Passage:
::::::

The E. coli strains involved in a large number of neonatal diseases are thought to originate from the natural microflora of pregnant women. Vaginal colonization with E. coli seems to be an important step in neonatal infection, and it was observed in 24–31 % of pregnant women. About half of all vaginal E. coli strains express the K1 antigen (Obata-Yasuoka et al. 2002; Watt et al. 2003). Also, E. coli strains isolated from the intestinal microflora of asymptomatic pregnant women often possess the capsular K1 antigen (Watt et al. 2003). The transmission of E. coli strains from the mother to the newborn frequently occurs during passage of the neonate through the vaginal canal. Thus, programmes to screen for vaginal and rectal colonization of pregnant women by E. coli, particularly those with the K1 antigen, may be effective for infection prevention.

::::::

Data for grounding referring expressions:
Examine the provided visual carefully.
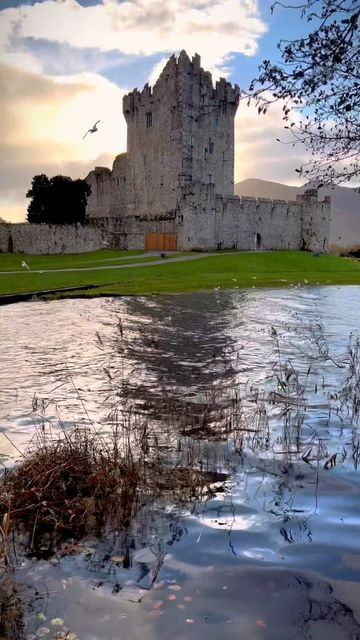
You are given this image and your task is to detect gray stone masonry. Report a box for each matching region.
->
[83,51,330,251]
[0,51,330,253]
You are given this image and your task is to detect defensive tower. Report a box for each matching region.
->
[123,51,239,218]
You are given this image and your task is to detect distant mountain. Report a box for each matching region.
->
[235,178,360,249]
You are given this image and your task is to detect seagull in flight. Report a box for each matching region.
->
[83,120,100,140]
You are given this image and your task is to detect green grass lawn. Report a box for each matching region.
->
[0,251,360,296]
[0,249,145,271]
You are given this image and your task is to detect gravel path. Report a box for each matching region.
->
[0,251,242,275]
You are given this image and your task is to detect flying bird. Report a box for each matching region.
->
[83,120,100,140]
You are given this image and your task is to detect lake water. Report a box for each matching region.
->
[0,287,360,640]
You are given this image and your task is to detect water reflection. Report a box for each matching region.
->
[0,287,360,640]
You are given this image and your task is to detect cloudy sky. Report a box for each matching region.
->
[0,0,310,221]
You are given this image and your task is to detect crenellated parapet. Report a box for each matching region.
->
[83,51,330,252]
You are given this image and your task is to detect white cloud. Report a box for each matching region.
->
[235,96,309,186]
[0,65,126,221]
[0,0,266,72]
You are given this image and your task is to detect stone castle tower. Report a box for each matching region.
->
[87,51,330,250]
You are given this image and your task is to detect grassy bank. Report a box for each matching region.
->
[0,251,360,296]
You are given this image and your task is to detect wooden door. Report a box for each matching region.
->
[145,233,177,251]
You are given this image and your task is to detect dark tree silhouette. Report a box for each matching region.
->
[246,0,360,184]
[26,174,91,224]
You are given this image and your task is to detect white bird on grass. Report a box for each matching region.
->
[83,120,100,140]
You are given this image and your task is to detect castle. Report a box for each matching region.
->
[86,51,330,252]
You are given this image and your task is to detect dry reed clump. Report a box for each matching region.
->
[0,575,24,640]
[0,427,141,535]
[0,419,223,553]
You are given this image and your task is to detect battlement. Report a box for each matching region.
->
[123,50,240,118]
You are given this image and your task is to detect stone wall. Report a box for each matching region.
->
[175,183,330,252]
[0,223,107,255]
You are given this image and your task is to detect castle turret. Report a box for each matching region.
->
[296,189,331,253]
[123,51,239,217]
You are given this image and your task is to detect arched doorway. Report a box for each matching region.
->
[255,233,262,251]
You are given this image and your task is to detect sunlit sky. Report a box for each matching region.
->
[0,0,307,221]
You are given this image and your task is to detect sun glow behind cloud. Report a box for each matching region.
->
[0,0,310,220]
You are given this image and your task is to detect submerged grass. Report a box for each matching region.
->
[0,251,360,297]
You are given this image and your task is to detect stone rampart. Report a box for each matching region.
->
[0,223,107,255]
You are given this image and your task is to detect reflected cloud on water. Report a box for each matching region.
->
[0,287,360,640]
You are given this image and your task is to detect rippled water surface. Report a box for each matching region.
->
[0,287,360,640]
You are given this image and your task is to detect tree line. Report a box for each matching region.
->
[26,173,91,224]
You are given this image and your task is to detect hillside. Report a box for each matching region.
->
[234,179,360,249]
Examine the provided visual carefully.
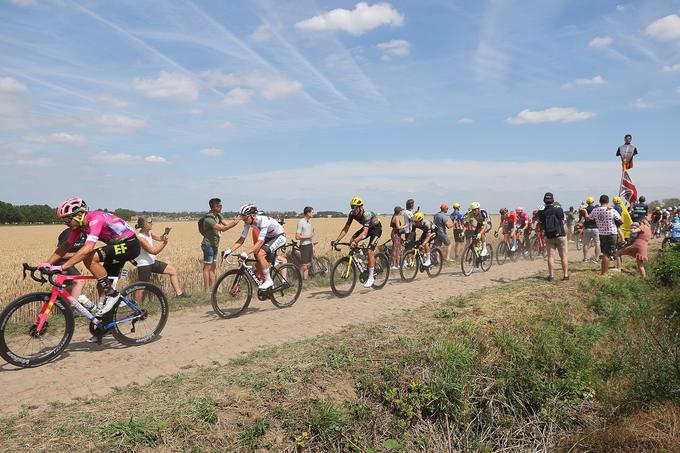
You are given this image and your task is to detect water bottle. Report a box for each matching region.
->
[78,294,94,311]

::::::

Tasks and exercises:
A. According to the passage on neonatal E. coli infection, about what share of vaginal E. coli strains express the K1 antigen?
B. Retype the passage on neonatal E. coli infection, everything from "The E. coli" down to "for infection prevention.".
C. Continue the passage on neonatal E. coli infection from the point where it stops.
None of the lines has any bearing on the work here.

Results of the exercise:
A. About half.

B.
The E. coli strains involved in a large number of neonatal diseases are thought to originate from the natural microflora of pregnant women. Vaginal colonization with E. coli seems to be an important step in neonatal infection, and it was observed in 24–31 % of pregnant women. About half of all vaginal E. coli strains express the K1 antigen (Obata-Yasuoka et al. 2002; Watt et al. 2003). Also, E. coli strains isolated from the intestinal microflora of asymptomatic pregnant women often possess the capsular K1 antigen (Watt et al. 2003). The transmission of E. coli strains from the mother to the newborn frequently occurs during passage of the neonate through the vaginal canal. Thus, programmes to screen for vaginal and rectal colonization of pregnant women by E. coli, particularly those with the K1 antigen, may be effective for infection prevention.

C.
The K1 antigen may be identified by immunological techniques such as seroagglutination, antiserum-agar diffusion test or immunoelectrophoresis. These methods identify the K1 capsule by the use of an antiserum to N. meningitidis group B/E. coli K1 polysaccharide (Bingen et al. 1997; Cisowska et al. 2001; Cross et al. 1984; Obata-Yasuoka et al. 2002; Siitonen et al. 1993). Due to the fact that the K1 antigen is a poor immunogen, its detection by serological means is difficult and largely confined to specialist laboratories. An easier technique for detecting this antigen depends on the use of K1-specific bacteriophages (Cisowska et al. 2001; Devine et al. 1990; Gross et al. 1977; Obata-Yasuoka et al. 2002; Siitonen et al. 1993). It is also possible to use the latex agglutination test and PCR amplification in order to identify the E. coli K1 strains (Kaczmarek et al. 2012; Moulin-Schouleur et al. 2007; Obata-Yasuoka et al. 2002; Siitonen et al. 1993; Watt et al. 2003). Previous studies compared the use of bacteriophage sensitivity, seroagglutination, immunodiffusion and immunoelectrophoresis techniques for the detection of the K1 capsular polysaccharide among isolates of E. coli (Cross et al. 1984; Devine et al. 1990; Gross et al. 1977). The results of these studies indicate that there is no one method for K1 detection which can be considered to be the standard.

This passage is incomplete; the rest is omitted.